TEXT PASSAGE>

------------------------------------------------------------------------

Driving sustainable performance: ESG’s significance for the board

August 2023  |  EXPERT BRIEFING  | BOARDROOM INTELLIGENCE

financierworldwide.com

 

The heightened focus on environmental, social & governance (ESG) issues is presenting corporate boards in Europe with a single fundamental question: what is the nexus between the board and ESG? The question is no longer whether the board of directors has a role to play. The focus has now turned to how  a board can best utilise its decision making, oversight and advisory roles to build a more sustainable organisation.

Responsible businesses benefit from incorporating ESG and stakeholder perspectives into existing board processes – by mapping the board’s current roles, responsibilities and approach toward these issues. Board composition, allocating ESG responsibilities precisely within the board, correct use of committees, committee rotation and succession, all contribute to a strong governance team at board level. Directors who have a deep understanding of their firm’s industry are better suited to ensure oversight of the company’s key ESG risks and opportunities. Companies should be cautious though about having specialist directors, which can be counterproductive if the rest of the board defers to them too much.

The next step is building ESG fluency. Management should set reasonable expectations on achieving board fluency in ESG. With over 200 issues across the ‘E’, ‘S’ and ‘G’ categories, boards cannot possibly address them all (nor should they). Management should focus on areas strategically important to the company, establish the firm’s degree and assess the level of knowledge needed, depending on how far the company wants to go in its commitment to ESG. Boards must necessarily understand and prioritise compliance, risk reduction, reputation protection and level of industry leadership. Management, on the other hand, must appreciate that education takes time, and companies can expect ESG fluency to increase along with the maturity of the firm’s ESG programme.

Keeping the board informed on ESG requires a combination of direct board engagement and data. Companies can enhance communication with the board and the board’s engagement on ESG topics in various ways, including through the board’s discussion of the company’s purpose, the integration of ESG in strategic planning, and operating and capital budget processes, and the incorporation of ESG in compliance and risk management discussions at board level. The company should also ensure that the board understands the breadth and depth of internal and external ESG-related communications, as well as the processes by which management seeks to ensure the accuracy and consistency of such communications.

The discussion now turns to what should be top of the board agenda to drive the sustainability journey. Driving the ESG agenda is not a series of distinct singular actions, but a fluid and continuous strategic conversation. Three key strategies that boards need to internalise to be impactful in the ESG arena are: ask the right questions, raise red flags, and align and oversee policies.

------------------------------------------------------------------------

DATA EXTRACT>
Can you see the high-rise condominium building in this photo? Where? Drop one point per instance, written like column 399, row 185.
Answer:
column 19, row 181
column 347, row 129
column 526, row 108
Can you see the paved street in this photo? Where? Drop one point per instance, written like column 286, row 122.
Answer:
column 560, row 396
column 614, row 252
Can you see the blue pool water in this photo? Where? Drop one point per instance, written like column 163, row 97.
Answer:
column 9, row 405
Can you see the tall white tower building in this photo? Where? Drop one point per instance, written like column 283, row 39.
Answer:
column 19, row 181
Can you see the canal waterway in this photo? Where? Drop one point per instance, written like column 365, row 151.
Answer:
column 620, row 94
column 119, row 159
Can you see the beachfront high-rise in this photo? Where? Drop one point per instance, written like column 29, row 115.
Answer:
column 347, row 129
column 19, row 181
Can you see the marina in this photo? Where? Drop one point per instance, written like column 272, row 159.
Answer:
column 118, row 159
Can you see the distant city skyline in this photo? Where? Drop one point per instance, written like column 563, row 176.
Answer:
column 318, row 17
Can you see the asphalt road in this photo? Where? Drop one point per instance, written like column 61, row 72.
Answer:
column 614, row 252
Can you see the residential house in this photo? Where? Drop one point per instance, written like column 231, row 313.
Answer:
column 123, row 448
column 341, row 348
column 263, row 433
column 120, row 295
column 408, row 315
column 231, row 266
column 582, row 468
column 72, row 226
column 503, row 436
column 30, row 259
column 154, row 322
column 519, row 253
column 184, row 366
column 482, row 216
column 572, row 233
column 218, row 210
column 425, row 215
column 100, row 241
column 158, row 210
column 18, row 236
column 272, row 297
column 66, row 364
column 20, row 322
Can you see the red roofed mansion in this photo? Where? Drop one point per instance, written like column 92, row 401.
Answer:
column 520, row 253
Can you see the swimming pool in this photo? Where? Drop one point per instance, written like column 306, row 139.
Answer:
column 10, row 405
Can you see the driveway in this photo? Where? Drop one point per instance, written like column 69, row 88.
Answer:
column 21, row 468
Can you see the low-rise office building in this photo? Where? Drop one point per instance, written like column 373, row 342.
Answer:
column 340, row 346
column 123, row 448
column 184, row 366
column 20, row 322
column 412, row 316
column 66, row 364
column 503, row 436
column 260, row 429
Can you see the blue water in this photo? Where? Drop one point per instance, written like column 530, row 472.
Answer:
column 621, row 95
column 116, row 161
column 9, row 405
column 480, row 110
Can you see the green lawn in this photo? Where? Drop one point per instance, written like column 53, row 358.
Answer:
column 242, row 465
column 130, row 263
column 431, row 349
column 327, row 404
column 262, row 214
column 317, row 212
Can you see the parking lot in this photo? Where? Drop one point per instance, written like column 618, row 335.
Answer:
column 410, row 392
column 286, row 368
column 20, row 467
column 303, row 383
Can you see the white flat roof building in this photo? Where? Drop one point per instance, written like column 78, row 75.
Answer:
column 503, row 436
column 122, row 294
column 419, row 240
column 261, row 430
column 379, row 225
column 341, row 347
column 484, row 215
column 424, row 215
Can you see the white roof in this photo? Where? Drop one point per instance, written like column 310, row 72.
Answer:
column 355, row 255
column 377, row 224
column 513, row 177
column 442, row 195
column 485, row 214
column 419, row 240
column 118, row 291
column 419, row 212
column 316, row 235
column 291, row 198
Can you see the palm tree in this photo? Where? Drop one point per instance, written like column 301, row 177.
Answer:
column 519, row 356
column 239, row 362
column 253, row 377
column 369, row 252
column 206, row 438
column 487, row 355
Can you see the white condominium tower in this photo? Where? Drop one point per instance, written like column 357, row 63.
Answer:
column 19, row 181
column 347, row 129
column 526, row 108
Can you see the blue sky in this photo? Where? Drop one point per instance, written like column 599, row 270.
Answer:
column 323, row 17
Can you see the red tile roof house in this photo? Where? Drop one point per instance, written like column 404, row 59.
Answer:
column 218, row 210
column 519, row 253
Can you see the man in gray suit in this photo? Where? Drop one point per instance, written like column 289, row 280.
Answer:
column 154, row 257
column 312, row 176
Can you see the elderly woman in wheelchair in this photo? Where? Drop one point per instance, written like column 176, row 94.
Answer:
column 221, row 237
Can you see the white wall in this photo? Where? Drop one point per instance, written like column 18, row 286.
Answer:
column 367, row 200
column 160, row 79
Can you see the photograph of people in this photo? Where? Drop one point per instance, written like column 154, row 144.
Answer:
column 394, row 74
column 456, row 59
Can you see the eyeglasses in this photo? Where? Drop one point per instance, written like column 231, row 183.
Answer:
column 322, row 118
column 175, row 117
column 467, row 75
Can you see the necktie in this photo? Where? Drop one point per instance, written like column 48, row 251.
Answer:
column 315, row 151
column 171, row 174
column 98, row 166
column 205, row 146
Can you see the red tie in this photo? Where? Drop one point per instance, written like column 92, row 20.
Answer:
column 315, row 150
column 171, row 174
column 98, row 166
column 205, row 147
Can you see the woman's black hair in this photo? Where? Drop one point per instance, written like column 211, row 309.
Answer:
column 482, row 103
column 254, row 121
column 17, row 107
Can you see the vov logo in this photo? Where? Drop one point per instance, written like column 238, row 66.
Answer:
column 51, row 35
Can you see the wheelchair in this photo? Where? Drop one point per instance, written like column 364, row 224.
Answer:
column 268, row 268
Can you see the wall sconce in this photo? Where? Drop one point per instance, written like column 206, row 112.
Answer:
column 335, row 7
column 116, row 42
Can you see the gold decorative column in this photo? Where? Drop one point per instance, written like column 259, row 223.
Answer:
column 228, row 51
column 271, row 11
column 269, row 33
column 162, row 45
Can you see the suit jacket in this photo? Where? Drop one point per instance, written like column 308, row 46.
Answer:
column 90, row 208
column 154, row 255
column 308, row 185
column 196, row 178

------------------------------------------------------------------------

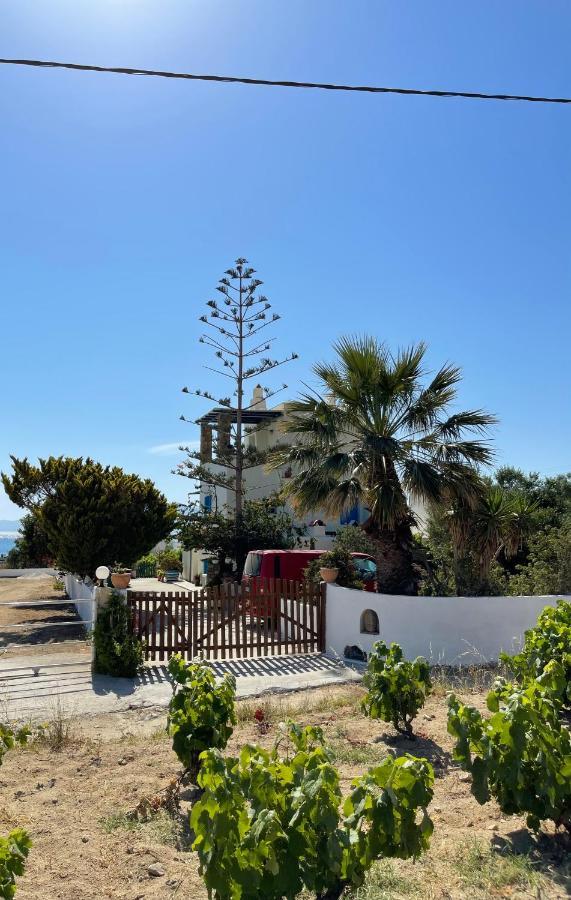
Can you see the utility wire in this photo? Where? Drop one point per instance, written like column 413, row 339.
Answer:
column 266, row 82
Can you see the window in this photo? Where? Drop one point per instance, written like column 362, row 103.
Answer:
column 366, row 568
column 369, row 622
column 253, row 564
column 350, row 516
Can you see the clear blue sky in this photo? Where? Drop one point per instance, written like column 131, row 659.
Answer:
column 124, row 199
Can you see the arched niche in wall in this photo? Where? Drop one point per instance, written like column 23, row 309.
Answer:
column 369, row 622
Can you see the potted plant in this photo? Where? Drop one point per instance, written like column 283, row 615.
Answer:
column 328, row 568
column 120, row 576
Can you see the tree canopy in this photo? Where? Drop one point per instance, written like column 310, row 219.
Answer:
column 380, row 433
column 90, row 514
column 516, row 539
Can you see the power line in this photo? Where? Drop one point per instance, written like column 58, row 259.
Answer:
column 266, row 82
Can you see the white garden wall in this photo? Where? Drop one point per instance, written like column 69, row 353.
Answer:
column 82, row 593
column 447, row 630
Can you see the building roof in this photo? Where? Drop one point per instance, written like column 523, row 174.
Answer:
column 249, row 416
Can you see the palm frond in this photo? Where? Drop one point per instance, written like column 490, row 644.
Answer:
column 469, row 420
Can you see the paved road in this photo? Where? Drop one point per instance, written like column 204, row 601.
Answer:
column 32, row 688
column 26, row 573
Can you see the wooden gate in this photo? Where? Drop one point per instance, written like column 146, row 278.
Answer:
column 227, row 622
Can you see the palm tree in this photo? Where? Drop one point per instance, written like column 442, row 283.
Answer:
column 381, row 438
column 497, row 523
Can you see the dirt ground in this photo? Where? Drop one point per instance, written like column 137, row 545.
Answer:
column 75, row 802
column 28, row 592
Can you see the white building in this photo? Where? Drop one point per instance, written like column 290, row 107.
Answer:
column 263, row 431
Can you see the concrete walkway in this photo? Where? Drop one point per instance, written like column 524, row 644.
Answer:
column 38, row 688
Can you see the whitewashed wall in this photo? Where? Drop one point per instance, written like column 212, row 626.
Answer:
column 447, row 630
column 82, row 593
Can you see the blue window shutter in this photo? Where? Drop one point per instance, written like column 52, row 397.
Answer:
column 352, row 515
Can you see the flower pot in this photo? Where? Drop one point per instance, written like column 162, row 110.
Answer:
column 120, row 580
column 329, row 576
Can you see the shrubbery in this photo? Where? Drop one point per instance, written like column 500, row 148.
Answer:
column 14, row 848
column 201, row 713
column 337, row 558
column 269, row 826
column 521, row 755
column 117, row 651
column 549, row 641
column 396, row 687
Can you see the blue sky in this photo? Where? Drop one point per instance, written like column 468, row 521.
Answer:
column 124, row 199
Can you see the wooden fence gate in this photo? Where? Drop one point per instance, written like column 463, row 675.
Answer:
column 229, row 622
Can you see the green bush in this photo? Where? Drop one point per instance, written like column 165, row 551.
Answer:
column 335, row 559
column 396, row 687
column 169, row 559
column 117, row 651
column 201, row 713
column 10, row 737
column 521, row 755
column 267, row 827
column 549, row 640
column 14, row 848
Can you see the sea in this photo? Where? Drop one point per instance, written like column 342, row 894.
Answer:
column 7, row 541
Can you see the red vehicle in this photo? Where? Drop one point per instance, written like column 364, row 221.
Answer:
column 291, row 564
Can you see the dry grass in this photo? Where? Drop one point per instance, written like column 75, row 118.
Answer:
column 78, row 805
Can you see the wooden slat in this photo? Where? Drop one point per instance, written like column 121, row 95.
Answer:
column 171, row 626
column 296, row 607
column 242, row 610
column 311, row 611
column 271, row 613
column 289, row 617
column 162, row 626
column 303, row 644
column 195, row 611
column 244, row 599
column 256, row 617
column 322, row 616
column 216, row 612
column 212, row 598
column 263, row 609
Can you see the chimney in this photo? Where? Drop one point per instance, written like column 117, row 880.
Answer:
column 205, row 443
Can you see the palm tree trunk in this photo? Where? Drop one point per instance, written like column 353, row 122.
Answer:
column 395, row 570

------------------------------------------------------------------------

TASK INSTRUCTIONS>
Please write out the part of the ESG board briefing starting with "The heightened focus" and going on through "more sustainable organisation.". The material has no connection to the text about ESG and the board.

FINAL ANSWER>
The heightened focus on environmental, social & governance (ESG) issues is presenting corporate boards in Europe with a single fundamental question: what is the nexus between the board and ESG? The question is no longer whether the board of directors has a role to play. The focus has now turned to how  a board can best utilise its decision making, oversight and advisory roles to build a more sustainable organisation.